(QUOTED PASSAGE):
Content starts

The Fundamentals of Chromatography
  • Duration

    1.5-3 Hours
  • Students

    453
  • Accreditation

    CPD

Description

Modules

Outcome

Certification

View course modules

Description

When you study the fundamentals of chromatography, you will explore the fact that it is a technique that allows scientists to separate molecules of interest from a crude mixture. The purpose of chromatography is to separate a complex mixture into individual components exploiting the partition effect which distributes the molecules into different phases, will also be discussed. You will find out that in cation exchange chromatography, the matric has a negatively charged functional group with an affinity towards positively charged molecules. You will be introduced to the concept of hydrophobic interaction chromatography (HIC), which exploits the ability of strong interactions between the hydrophobic group attached to the matrix and hydrophobic patches present on an analyte such as a protein. You will learn that in the presence of a high amount of salt, the water molecule shielding the protein side chains, are displaced completely with an exposure of hydrophobic patches on the protein surface to induce protein precipitation or a reduction in protein solubility. You will discover that the addition of a low amount of salt to the protein solution results in the displacement of bonded water molecules with an increase in protein solubility. Demonstrations, problems, examples and assessment questions in this instructor-led video-based course, are designed to provide you with a comprehensive foundation in chromatography.

The material introduces you to the mechanisms of separation in chromatography and the different physical properties that can be used to separate molecules. Then, the proteins will be discussed, which have minimum solubility in solutions with a pH that corresponds to their Pi and they often precipitate out of solution. You will explore the fact that the molecular weight and size of a protein is related to the shape of the molecule and the relationship between its molecular weight and the radius of gyration. You will discover the fact that the retention time refers to the time it takes for an analyte to come out from the column. It will be clarified that the two major forms of chromatography are partition chromatography and adsorption chromatography. You will discover that in column chromatography, a stationary phase is filled into a cylindrical tube made up of glass or steel. You will also learn that the plot of the elution volume, along with the absorbance, is known as a chromatogram. You will find out that the term resolution, refers to the ability of a chromatography column to separate two analyte peaks from one another.

Content ends

(TASK PROMPT):
Translate this sentence from the chromatography course description into Spanish: "You will discover that in column chromatography, a stationary phase is filled into a cylindrical tube made up of glass or steel."

(RECORDED INFORMATION):
Content starts

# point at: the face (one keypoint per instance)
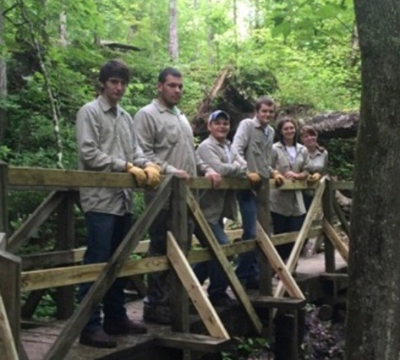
(288, 131)
(219, 128)
(170, 91)
(309, 140)
(114, 89)
(265, 114)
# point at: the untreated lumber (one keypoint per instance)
(48, 278)
(270, 252)
(220, 256)
(76, 323)
(35, 220)
(8, 349)
(298, 245)
(179, 227)
(195, 342)
(37, 178)
(195, 291)
(336, 241)
(10, 288)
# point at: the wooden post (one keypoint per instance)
(179, 299)
(327, 205)
(65, 240)
(263, 217)
(10, 285)
(3, 197)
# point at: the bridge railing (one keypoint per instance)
(61, 268)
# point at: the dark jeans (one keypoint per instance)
(283, 224)
(105, 233)
(159, 284)
(212, 269)
(247, 269)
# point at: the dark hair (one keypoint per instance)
(264, 100)
(114, 68)
(310, 130)
(162, 76)
(279, 127)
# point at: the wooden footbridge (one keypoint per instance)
(190, 336)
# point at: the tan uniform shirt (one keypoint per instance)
(166, 137)
(254, 144)
(226, 161)
(106, 141)
(288, 202)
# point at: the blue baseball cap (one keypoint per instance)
(216, 114)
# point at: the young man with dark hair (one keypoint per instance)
(166, 138)
(253, 141)
(107, 142)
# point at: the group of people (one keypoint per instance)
(159, 140)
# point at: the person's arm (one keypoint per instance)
(88, 137)
(145, 128)
(210, 156)
(241, 138)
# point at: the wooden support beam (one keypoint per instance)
(327, 206)
(31, 303)
(55, 277)
(336, 241)
(96, 292)
(35, 220)
(340, 214)
(65, 240)
(10, 287)
(269, 250)
(194, 342)
(179, 227)
(8, 349)
(219, 255)
(298, 245)
(264, 217)
(4, 187)
(38, 178)
(194, 289)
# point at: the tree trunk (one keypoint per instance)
(3, 77)
(373, 326)
(63, 29)
(173, 47)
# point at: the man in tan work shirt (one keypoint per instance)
(107, 143)
(166, 137)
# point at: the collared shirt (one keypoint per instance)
(288, 202)
(166, 137)
(254, 143)
(106, 142)
(226, 161)
(318, 162)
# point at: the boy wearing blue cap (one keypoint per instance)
(217, 152)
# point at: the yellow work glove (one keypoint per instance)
(253, 178)
(153, 174)
(314, 178)
(278, 177)
(138, 173)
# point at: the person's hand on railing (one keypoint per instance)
(254, 178)
(278, 177)
(215, 178)
(153, 174)
(313, 178)
(138, 173)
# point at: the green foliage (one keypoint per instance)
(247, 348)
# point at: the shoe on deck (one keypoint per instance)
(123, 327)
(97, 339)
(157, 314)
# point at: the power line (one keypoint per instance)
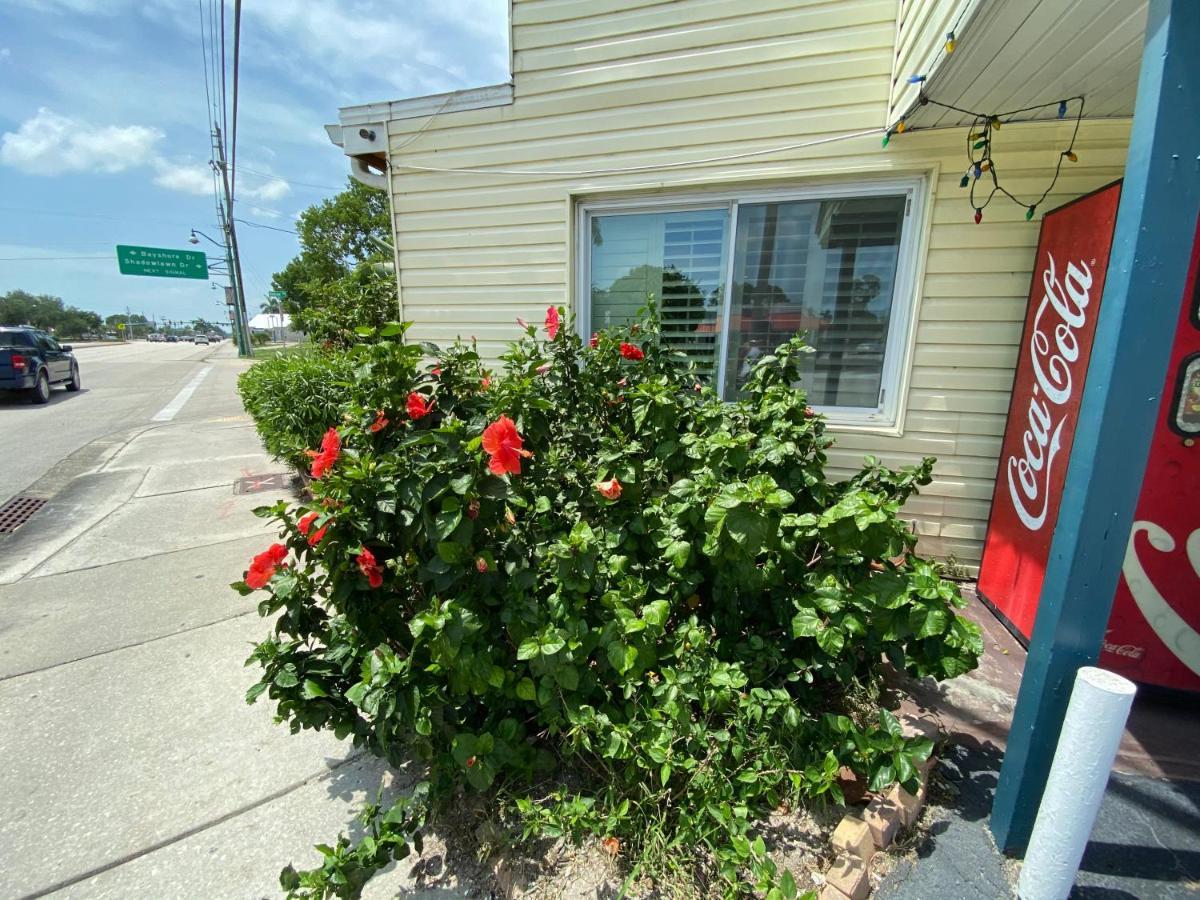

Content ends

(SOLUTION BELOW):
Descubrirá que, en la cromatografía en columna, se empaca una fase estacionaria en un tubo cilíndrico hecho de vidrio o acero.